TASK REQUIREMENTS:
Please rewrite the lines below, replacing "keypoint" with "marker" wherever it occurs and leaving everything else unchanged.

►

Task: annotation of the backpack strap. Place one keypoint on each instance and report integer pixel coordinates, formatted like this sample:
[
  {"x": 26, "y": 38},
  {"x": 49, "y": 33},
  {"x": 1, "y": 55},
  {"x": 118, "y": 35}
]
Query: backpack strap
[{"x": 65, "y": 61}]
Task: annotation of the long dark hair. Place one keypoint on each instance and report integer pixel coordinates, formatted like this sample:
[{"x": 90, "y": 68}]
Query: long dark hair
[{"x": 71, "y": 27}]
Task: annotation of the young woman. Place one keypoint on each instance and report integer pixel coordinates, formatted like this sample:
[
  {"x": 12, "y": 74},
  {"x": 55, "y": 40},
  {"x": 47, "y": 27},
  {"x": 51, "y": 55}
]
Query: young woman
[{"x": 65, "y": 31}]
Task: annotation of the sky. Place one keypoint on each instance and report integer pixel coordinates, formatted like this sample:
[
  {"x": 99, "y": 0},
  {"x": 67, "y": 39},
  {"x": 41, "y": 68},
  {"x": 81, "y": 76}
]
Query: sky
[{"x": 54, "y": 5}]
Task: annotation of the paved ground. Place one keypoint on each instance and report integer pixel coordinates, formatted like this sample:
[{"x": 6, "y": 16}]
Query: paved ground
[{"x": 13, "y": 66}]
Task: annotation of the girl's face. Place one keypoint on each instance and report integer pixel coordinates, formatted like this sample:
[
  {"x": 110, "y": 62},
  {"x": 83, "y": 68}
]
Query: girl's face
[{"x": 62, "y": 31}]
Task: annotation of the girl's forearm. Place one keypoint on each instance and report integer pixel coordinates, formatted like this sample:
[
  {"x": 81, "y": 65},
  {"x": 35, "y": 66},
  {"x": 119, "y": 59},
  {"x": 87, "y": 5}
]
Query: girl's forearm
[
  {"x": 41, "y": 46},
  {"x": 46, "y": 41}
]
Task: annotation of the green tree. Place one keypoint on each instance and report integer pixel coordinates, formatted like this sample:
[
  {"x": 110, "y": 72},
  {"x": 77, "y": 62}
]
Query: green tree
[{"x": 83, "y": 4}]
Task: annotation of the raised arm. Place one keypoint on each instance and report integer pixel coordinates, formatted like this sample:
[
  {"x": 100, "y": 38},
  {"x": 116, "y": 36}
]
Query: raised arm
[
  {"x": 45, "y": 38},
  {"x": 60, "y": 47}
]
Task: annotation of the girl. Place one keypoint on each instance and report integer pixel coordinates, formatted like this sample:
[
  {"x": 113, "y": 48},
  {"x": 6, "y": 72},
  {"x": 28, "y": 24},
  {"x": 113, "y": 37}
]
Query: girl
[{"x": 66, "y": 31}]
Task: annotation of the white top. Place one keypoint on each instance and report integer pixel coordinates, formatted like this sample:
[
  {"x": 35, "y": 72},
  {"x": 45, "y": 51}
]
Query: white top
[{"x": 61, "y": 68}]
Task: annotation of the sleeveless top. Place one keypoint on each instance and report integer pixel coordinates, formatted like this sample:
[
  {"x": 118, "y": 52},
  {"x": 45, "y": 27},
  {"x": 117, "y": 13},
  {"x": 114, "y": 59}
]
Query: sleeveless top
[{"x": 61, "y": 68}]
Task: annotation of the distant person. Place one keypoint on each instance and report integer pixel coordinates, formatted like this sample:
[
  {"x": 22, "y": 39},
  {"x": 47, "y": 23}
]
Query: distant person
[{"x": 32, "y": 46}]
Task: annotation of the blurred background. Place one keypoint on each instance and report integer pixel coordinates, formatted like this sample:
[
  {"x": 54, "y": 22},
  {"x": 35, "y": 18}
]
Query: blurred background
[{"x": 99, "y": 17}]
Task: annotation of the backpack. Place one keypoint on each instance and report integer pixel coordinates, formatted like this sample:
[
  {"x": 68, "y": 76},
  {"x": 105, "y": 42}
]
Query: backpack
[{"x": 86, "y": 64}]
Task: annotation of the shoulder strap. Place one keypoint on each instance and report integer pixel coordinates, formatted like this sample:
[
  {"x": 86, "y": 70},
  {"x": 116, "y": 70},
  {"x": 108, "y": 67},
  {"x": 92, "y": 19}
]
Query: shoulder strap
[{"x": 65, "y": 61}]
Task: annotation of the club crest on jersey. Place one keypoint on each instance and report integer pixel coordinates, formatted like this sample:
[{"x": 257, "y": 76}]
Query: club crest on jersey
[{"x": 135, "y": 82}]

◄

RESULT:
Task: annotation of the backpack strap. Place one marker on each instance and report integer pixel coordinates, formatted like this sample:
[
  {"x": 26, "y": 38},
  {"x": 49, "y": 33},
  {"x": 1, "y": 55},
  {"x": 118, "y": 35}
]
Query: backpack strap
[{"x": 65, "y": 61}]
Task: annotation of the long dark hair. Place one marker on each instance and report integer pixel coordinates, formatted like this sample:
[{"x": 90, "y": 68}]
Query: long dark hair
[{"x": 71, "y": 27}]
Task: annotation of the young woman. Place one marker on each instance and report integer pixel coordinates, formatted like this sample:
[
  {"x": 12, "y": 74},
  {"x": 55, "y": 40},
  {"x": 47, "y": 27},
  {"x": 51, "y": 55}
]
Query: young woman
[{"x": 65, "y": 31}]
Task: annotation of the sky. Place one marker on each instance and report integer pixel coordinates, formatted like this sample:
[
  {"x": 99, "y": 0},
  {"x": 67, "y": 39},
  {"x": 41, "y": 68},
  {"x": 81, "y": 76}
]
Query: sky
[{"x": 54, "y": 5}]
Task: annotation of the paved ground. Place one marker on each instance and report integer pixel coordinates, formatted like this sample:
[{"x": 6, "y": 16}]
Query: paved ground
[{"x": 13, "y": 66}]
Task: annotation of the girl's face. Place one marker on each instance and report integer pixel coordinates, formatted like this sample:
[
  {"x": 110, "y": 62},
  {"x": 83, "y": 68}
]
Query: girl's face
[{"x": 62, "y": 31}]
Task: annotation of the girl's forearm. Place one marker on each instance and report integer pixel coordinates, formatted like this sample:
[
  {"x": 81, "y": 65},
  {"x": 35, "y": 66},
  {"x": 119, "y": 59},
  {"x": 87, "y": 5}
]
Query: girl's forearm
[
  {"x": 41, "y": 46},
  {"x": 46, "y": 41}
]
Task: annotation of the green tree. Place one marker on each instance and report integer pixel coordinates, formatted like this sample:
[
  {"x": 110, "y": 72},
  {"x": 77, "y": 62}
]
Query: green tree
[{"x": 83, "y": 4}]
Task: annotation of the raised arm. Place one marker on each instance and report integer pixel coordinates, formatted like this sample:
[
  {"x": 100, "y": 38},
  {"x": 116, "y": 36}
]
Query: raised arm
[
  {"x": 45, "y": 38},
  {"x": 60, "y": 47}
]
Task: annotation of the girl. Place one marker on each instance and report integer pixel coordinates, formatted like this sample:
[
  {"x": 113, "y": 48},
  {"x": 6, "y": 72},
  {"x": 28, "y": 24},
  {"x": 113, "y": 37}
]
Query: girl
[{"x": 66, "y": 31}]
Task: annotation of the white top. Place one marker on each instance and report integer pixel coordinates, formatted like this sample:
[
  {"x": 35, "y": 72},
  {"x": 45, "y": 51}
]
Query: white top
[{"x": 61, "y": 68}]
Task: annotation of the sleeveless top. Place one marker on each instance and report integer pixel coordinates, formatted like this sample:
[
  {"x": 118, "y": 52},
  {"x": 45, "y": 27},
  {"x": 117, "y": 13},
  {"x": 114, "y": 59}
]
Query: sleeveless top
[{"x": 61, "y": 68}]
Task: annotation of the distant person. Place one marker on each instance and report integer pixel coordinates, formatted like this sample:
[
  {"x": 22, "y": 39},
  {"x": 47, "y": 23}
]
Query: distant person
[{"x": 32, "y": 46}]
Task: annotation of the blurred background. Place one marker on each instance and report integer pixel coordinates, formatted like this sample:
[
  {"x": 54, "y": 22},
  {"x": 35, "y": 18}
]
Query: blurred background
[{"x": 99, "y": 17}]
Task: annotation of the backpack. Place one marker on each instance and report integer pixel coordinates, formatted like this sample:
[
  {"x": 68, "y": 76},
  {"x": 105, "y": 42}
]
Query: backpack
[{"x": 86, "y": 64}]
Task: annotation of the shoulder strap. Place one marker on each instance and report integer pixel coordinates, formatted like this sample:
[
  {"x": 86, "y": 70},
  {"x": 116, "y": 70},
  {"x": 108, "y": 67},
  {"x": 92, "y": 19}
]
Query: shoulder strap
[{"x": 65, "y": 61}]
Task: annotation of the club crest on jersey. Place one marker on each instance and report integer pixel coordinates, formatted like this sample:
[{"x": 257, "y": 76}]
Query: club crest on jersey
[{"x": 135, "y": 82}]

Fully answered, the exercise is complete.